• TASK STATEMENT:
Each of the entries should be retyped precisely as it appears.

• EXERCISE INPUT:
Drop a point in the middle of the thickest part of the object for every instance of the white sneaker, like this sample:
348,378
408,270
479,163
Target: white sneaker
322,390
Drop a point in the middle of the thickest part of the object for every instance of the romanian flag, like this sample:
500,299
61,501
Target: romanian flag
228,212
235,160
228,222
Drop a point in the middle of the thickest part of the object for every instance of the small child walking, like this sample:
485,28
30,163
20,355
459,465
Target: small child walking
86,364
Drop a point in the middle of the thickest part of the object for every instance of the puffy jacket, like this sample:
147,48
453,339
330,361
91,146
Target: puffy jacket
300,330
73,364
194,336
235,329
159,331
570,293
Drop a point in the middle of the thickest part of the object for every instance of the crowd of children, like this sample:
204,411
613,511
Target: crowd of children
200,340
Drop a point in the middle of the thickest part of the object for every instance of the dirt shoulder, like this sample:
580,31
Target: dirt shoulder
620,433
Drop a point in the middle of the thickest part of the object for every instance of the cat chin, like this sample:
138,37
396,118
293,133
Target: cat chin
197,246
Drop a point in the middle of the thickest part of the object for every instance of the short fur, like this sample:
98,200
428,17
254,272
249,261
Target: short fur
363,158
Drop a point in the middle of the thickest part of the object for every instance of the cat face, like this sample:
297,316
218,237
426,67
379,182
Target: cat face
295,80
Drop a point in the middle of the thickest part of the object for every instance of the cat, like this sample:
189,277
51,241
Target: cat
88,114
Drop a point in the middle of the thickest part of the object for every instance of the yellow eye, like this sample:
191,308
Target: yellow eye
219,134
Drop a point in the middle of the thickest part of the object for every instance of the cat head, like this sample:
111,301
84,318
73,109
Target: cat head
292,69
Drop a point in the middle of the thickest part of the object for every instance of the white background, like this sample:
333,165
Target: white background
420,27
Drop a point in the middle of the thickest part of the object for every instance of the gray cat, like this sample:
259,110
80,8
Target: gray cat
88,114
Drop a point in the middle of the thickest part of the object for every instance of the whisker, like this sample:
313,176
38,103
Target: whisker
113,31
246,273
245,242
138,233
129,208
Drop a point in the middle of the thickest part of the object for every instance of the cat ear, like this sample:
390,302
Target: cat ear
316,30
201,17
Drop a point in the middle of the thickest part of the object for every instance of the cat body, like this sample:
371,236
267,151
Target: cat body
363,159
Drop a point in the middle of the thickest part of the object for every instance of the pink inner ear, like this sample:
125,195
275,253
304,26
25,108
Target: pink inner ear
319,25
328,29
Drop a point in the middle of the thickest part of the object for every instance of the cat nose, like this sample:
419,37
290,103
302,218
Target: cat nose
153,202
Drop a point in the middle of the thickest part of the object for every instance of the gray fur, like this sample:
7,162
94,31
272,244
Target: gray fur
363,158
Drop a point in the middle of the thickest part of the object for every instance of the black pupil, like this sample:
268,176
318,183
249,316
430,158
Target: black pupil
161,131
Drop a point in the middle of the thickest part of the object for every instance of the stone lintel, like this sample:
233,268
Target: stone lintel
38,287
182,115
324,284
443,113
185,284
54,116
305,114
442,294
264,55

• RESPONSE:
Drop a point in the middle of the thickest part of the object for every instance of the white sneaker, like this sample:
348,378
408,270
479,163
Target: white sneaker
322,390
Drop a point in the middle of the thickest part of the object for every instance of the romanian flag, like this sample:
500,299
61,501
Target: romanian flag
228,212
235,160
228,222
Drop a point in the middle of the thickest part of the object for every instance of the small child walking, like this sample:
485,28
30,163
20,355
459,465
Target: small child walking
86,364
Drop a point in the middle of the thickest part of the object for every instance of the puffy jacket, like this sample:
147,48
453,339
330,361
91,146
Target: puffy jacket
300,330
73,364
194,336
235,329
159,331
570,293
Drop a point in the middle of the thickest part of the object for every instance of the crowd of children, like this sample:
204,411
613,511
Target: crowd of children
200,340
Drop a point in the middle of the thickest part of the object for every instance of the dirt shoulder, like this sample:
580,31
Target: dirt shoulder
620,433
Drop a point in the middle of the thickest part of the object for every instance of the cat chin, like this sample:
138,37
396,118
293,133
Target: cat chin
197,246
Drop a point in the middle of the thickest part of the object for every instance of the short fur, like this sample:
98,200
428,17
254,272
249,261
Target: short fur
363,158
Drop a point in the middle of the thickest part of the object for every instance of the cat face, like this sample:
297,316
218,237
426,67
379,182
Target: cat face
295,80
Drop a point in the middle of the thickest part of the object for every instance of the cat, like this sample:
189,277
51,241
Target: cat
88,114
Drop a point in the middle of the thickest part of the object for every instance of the yellow eye, like this sample:
191,308
Target: yellow eye
219,134
Drop a point in the middle of the thickest part of the object for every instance of the cat head, like this sample:
111,301
84,318
73,109
Target: cat head
292,69
Drop a point in the middle of the thickest part of the object for every instance of the white background, like this sample:
333,165
Target: white background
420,27
Drop a point in the middle of the thickest part of the object for every instance of the gray cat, like this sample:
259,110
80,8
Target: gray cat
88,114
Drop a point in the middle of the thickest part of the object for every instance of the whisker, like this sample:
313,176
38,103
Target: whisker
113,31
246,273
245,242
138,233
129,208
Drop a point in the middle of the thickest part of the object for every instance of the cat ear, like this sample:
390,302
Target: cat ear
316,30
201,17
Drop a point in the middle of the thickest part of the object for every instance of the cat body, like this sample:
371,236
267,151
Target: cat body
363,159
Drop a point in the middle of the thickest part of the object for every instance of the pink inner ear, like this sample:
125,195
275,253
304,26
25,108
Target: pink inner ear
319,25
328,29
Drop a point in the middle of the thickest part of the object for every instance of the cat nose, like this sample:
419,37
290,103
302,218
Target: cat nose
153,202
Drop a point in the middle of the thickest part of the object for every instance of the gray fur, like this sample:
7,162
94,31
272,244
Target: gray fur
363,158
Drop a point in the middle of the thickest part of the object for every instance of the black pupil, like this sample:
268,176
318,183
249,316
430,158
Target: black pupil
161,131
Drop a point in the middle of the thickest part of the object for every instance of the stone lintel, like this sample:
233,268
Target: stone lintel
38,287
182,115
324,284
443,113
185,284
54,116
305,114
442,294
264,55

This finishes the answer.